**Exercise task:** Output the material below in its entirety, exactly as given.

** Begin Exercise input **

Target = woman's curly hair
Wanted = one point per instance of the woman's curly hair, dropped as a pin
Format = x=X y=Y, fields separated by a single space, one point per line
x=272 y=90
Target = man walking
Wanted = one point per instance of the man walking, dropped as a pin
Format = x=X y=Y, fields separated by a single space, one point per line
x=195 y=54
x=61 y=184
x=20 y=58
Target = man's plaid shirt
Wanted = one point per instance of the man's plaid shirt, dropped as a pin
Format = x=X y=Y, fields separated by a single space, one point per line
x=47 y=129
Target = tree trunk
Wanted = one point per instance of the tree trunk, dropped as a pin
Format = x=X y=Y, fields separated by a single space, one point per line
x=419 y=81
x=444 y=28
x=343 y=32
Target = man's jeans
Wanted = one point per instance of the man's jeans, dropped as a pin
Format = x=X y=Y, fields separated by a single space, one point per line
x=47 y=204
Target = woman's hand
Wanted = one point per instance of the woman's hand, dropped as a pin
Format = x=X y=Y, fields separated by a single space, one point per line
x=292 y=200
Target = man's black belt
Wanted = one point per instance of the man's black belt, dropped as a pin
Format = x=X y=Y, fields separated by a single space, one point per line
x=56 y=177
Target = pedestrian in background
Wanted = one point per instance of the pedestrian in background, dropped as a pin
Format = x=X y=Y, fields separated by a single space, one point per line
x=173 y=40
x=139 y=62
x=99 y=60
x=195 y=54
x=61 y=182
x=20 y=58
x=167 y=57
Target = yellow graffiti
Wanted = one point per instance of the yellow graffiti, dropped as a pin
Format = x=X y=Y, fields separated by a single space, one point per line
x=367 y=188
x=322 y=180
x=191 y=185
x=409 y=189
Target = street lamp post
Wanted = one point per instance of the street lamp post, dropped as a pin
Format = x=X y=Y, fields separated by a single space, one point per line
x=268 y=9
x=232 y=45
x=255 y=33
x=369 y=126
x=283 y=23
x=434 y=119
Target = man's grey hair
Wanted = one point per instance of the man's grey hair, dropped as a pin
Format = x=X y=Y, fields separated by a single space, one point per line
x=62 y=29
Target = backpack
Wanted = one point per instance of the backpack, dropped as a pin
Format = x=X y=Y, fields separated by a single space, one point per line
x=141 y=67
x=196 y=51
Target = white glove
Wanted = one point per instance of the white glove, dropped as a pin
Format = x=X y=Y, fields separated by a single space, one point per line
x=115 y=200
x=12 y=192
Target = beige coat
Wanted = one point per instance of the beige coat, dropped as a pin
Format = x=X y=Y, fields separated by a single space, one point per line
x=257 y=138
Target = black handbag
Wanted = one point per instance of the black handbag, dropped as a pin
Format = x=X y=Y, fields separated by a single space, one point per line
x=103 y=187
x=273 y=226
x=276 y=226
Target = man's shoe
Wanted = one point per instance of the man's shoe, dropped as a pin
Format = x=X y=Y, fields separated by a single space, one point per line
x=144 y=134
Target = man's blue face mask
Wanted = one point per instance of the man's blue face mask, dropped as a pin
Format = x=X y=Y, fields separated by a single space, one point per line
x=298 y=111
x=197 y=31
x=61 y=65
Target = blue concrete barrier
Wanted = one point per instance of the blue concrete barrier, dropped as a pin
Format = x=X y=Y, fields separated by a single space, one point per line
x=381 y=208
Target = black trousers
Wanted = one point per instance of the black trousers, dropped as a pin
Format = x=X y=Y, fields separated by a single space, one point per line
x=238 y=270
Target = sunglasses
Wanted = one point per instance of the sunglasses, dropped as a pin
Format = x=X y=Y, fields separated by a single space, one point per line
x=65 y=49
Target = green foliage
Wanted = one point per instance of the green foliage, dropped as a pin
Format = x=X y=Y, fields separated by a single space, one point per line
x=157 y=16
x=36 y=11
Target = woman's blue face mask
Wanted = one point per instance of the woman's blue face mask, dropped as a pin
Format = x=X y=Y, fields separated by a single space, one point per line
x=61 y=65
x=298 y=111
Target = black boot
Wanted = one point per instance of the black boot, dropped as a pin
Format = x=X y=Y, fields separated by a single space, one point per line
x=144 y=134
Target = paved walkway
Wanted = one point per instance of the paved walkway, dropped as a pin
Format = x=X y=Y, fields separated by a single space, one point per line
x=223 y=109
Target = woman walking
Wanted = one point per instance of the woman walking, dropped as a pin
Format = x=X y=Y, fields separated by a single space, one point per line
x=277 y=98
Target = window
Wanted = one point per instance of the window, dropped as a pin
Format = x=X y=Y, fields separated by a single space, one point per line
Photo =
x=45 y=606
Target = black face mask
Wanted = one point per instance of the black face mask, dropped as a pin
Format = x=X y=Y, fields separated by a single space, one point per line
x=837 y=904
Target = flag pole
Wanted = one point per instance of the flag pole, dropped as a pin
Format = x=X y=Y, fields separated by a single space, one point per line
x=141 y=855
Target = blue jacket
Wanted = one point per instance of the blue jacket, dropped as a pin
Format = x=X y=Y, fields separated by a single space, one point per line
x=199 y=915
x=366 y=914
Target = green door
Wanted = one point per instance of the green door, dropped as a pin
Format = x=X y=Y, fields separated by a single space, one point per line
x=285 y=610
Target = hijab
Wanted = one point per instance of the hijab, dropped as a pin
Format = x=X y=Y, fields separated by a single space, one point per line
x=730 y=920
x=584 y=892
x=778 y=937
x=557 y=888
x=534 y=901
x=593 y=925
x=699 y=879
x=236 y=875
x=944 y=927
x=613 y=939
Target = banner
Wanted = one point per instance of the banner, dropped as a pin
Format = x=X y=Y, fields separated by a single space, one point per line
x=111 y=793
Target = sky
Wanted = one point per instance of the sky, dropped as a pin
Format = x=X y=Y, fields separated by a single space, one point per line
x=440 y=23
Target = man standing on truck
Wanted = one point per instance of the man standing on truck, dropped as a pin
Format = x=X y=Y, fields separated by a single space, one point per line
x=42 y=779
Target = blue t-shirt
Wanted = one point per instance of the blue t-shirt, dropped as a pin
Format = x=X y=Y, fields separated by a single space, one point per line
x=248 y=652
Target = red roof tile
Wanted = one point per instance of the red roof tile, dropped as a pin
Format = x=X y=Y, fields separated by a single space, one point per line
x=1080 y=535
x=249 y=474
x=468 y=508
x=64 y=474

** End Exercise input **

**Exercise response:**
Target = woman's curly hair
Wanted = one point per instance of the woman's curly hair, dropped as a pin
Format = x=X y=Y, fields separated by a single space, one point per line
x=272 y=90
Target = man walking
Wanted = one point per instance of the man walking, dropped as a pin
Format = x=X y=Y, fields separated by a single space, one point per line
x=195 y=54
x=61 y=184
x=20 y=58
Target = man's plaid shirt
Wanted = one point per instance of the man's plaid shirt, dropped as a pin
Format = x=X y=Y, fields separated by a single space, one point per line
x=47 y=129
Target = tree trunk
Wanted = one point per instance of the tree trunk, dropped as a pin
Format = x=X y=Y, fields separated by a single space, one point per line
x=419 y=81
x=444 y=28
x=343 y=32
Target = man's jeans
Wanted = one point per instance of the man's jeans, dropped as a pin
Format = x=X y=Y, fields separated by a single space, one point per line
x=47 y=204
Target = woman's hand
Wanted = one point per instance of the woman's hand, dropped as a pin
Format = x=X y=Y, fields separated by a single space, one point per line
x=292 y=200
Target = man's black belt
Wanted = one point per instance of the man's black belt, dropped as a pin
Format = x=X y=Y, fields separated by a single space, one point per line
x=56 y=177
Target = pedestrian in background
Wanted = one point per instance of the pedestrian in background, dropped as a pin
Format = x=X y=Y, fields separated by a single space, one point per line
x=173 y=40
x=139 y=62
x=99 y=60
x=195 y=54
x=61 y=182
x=20 y=58
x=167 y=57
Target = yellow graffiti
Wanted = one point per instance of the yellow graffiti, dropped as a pin
Format = x=X y=Y, fields separated by a single space, one point per line
x=367 y=188
x=322 y=180
x=191 y=185
x=409 y=189
Target = street lamp post
Wanted = one point per instance of the street lamp post, dropped as a pin
Format = x=X y=Y, fields separated by a single space, one point per line
x=268 y=9
x=232 y=45
x=255 y=33
x=369 y=126
x=283 y=23
x=434 y=119
Target = man's grey hair
Wanted = one point per instance of the man's grey hair, dropped as a pin
Format = x=X y=Y, fields separated by a single space, one point per line
x=62 y=29
Target = backpack
Wanted = one point per instance of the backpack, dropped as a pin
Format = x=X y=Y, fields separated by a single space, one point per line
x=141 y=67
x=196 y=51
Target = white glove
Wanted = one point per instance of the white glove, dropped as a pin
Format = x=X y=Y, fields separated by a single space, one point per line
x=115 y=200
x=12 y=192
Target = beige coat
Wanted = one point per instance of the beige coat, dropped as a pin
Format = x=X y=Y, fields separated by a single space, one point per line
x=257 y=138
Target = black handbag
Wanted = one point per instance of the black handbag, dropped as a pin
Format = x=X y=Y, fields separated by a single space, one point per line
x=103 y=187
x=273 y=226
x=276 y=226
Target = man's shoe
Wanted = one point per instance of the man's shoe, dropped as a pin
Format = x=X y=Y, fields separated by a single space, one point per line
x=144 y=134
Target = man's blue face mask
Wanted = one point per instance of the man's blue face mask, dropped as a pin
Format = x=X y=Y, fields separated by a single space, one point per line
x=298 y=111
x=197 y=31
x=61 y=65
Target = blue concrete barrier
Wanted = one point per instance of the blue concrete barrier, dropped as a pin
Format = x=X y=Y, fields separated by a single space, one point per line
x=381 y=208
Target = black trousers
Wanted = one point per instance of the black trousers, dropped as a pin
Format = x=X y=Y, fields separated by a single space, one point per line
x=238 y=270
Target = sunglasses
Wanted = one point per instance of the sunglasses, dropped as a pin
Format = x=X y=Y, fields separated by a single space, one point per line
x=65 y=49
Target = green foliage
Wanted = one point per instance of the green foliage, dropped as a pin
Format = x=X y=Y, fields separated by a single space, one point per line
x=157 y=16
x=36 y=11
Target = woman's blue face mask
Wanted = one point per instance of the woman's blue face mask, dropped as a pin
Format = x=X y=Y, fields separated by a single space, one point per line
x=61 y=65
x=298 y=111
Target = black boot
Wanted = one point per instance of the black boot, dropped as a pin
Format = x=X y=Y, fields separated by a single space, one point per line
x=144 y=134
Target = paved walkway
Wanted = one point per instance of the paved walkway, dropped as a pin
Format = x=X y=Y, fields separated by a single space, one point per line
x=223 y=109
Target = woman walking
Wanted = one point per instance of the woman walking, dropped as a pin
Format = x=X y=Y, fields separated by a single space, one point per line
x=277 y=98
Target = window
Wanted = one point per instance of the window, dropped as a pin
Format = x=X y=Y, fields separated by a single space, one point per line
Photo =
x=45 y=606
Target = black face mask
Wanted = one point per instance of the black face mask, dropped as a pin
Format = x=X y=Y, fields separated by a single space, one point per line
x=837 y=904
Target = flag pole
Wanted = one point per instance of the flag pole, dropped as a pin
Format = x=X y=Y, fields separated by a single space, one point per line
x=141 y=855
Target = blue jacket
Wanted = one point per instance of the blue jacket, dropped as a pin
Format = x=X y=Y, fields separated by a single space, one point per line
x=199 y=915
x=366 y=914
Target = green door
Wanted = one point per instance of the green door, dropped as a pin
Format = x=X y=Y, fields separated by a single space, one point per line
x=285 y=610
Target = hijab
Wanted = one point per instance of the hijab, dropped as a pin
Format = x=X y=Y, fields separated by a single space, one point per line
x=730 y=920
x=584 y=892
x=778 y=937
x=557 y=888
x=534 y=901
x=593 y=925
x=699 y=879
x=236 y=875
x=944 y=927
x=613 y=939
Target = banner
Wanted = one point per instance of the banner, dropped as a pin
Format = x=X y=Y, fields separated by a single space, one point per line
x=111 y=793
Target = sky
Wanted = one point per instance of the sky, dropped as a pin
Format = x=X y=Y, fields separated by a single space, one point per line
x=440 y=23
Target = man standing on truck
Wanted = one point per instance of the man standing on truck, dropped as a pin
Format = x=X y=Y, fields separated by a single space, one point per line
x=42 y=779
Target = blue t-shirt
Wanted = one point per instance of the blue t-shirt, dropped as a pin
Format = x=X y=Y, fields separated by a single space, one point per line
x=248 y=652
Target = red roof tile
Wanted = one point per instance of the red roof tile, dropped as a pin
Format = x=X y=Y, fields separated by a single space, one point per line
x=1080 y=535
x=249 y=474
x=468 y=508
x=64 y=474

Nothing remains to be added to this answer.